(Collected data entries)
···
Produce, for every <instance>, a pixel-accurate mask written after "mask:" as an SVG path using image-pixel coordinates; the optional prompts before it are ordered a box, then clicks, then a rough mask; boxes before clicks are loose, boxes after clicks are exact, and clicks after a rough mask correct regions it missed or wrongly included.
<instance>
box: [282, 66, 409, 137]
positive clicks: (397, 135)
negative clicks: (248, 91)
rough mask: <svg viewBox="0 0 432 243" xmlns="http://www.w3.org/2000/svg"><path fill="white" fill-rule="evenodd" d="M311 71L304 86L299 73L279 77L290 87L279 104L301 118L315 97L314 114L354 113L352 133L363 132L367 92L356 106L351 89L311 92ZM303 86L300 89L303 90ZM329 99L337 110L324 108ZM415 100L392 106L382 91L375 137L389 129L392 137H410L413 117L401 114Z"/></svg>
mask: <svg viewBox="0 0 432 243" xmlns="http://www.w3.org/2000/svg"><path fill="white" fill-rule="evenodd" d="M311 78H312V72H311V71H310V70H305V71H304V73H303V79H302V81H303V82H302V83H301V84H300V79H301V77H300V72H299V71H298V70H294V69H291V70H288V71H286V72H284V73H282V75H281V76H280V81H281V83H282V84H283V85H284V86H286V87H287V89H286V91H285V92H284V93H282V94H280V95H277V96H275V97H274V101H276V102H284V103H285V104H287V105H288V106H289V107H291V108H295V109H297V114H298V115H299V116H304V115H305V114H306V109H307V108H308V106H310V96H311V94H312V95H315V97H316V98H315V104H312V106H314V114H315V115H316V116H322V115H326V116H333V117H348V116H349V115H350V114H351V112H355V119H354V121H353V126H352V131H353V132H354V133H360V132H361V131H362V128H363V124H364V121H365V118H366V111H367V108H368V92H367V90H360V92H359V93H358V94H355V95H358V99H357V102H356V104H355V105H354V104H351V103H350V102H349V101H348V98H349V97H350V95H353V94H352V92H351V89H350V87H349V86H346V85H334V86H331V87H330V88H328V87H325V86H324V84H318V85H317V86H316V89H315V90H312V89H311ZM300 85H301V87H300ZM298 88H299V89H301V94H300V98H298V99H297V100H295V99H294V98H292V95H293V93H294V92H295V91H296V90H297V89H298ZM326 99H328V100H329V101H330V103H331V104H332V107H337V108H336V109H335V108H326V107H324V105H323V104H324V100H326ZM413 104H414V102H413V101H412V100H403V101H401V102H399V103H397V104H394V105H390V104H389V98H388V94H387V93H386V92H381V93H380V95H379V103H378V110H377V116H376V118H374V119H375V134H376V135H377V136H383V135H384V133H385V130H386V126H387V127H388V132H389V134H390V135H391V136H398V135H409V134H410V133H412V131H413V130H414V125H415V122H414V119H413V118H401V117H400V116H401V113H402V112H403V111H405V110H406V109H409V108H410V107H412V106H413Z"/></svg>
···
WHAT NEEDS TO BE DONE:
Return the span of lines in the data above that opens at the line with "box: [282, 66, 409, 137]" and closes at the line with "negative clicks: (248, 91)", exactly, ends included, nothing else.

EXPECTED ANSWER:
box: [282, 66, 409, 137]
positive clicks: (397, 135)
negative clicks: (248, 91)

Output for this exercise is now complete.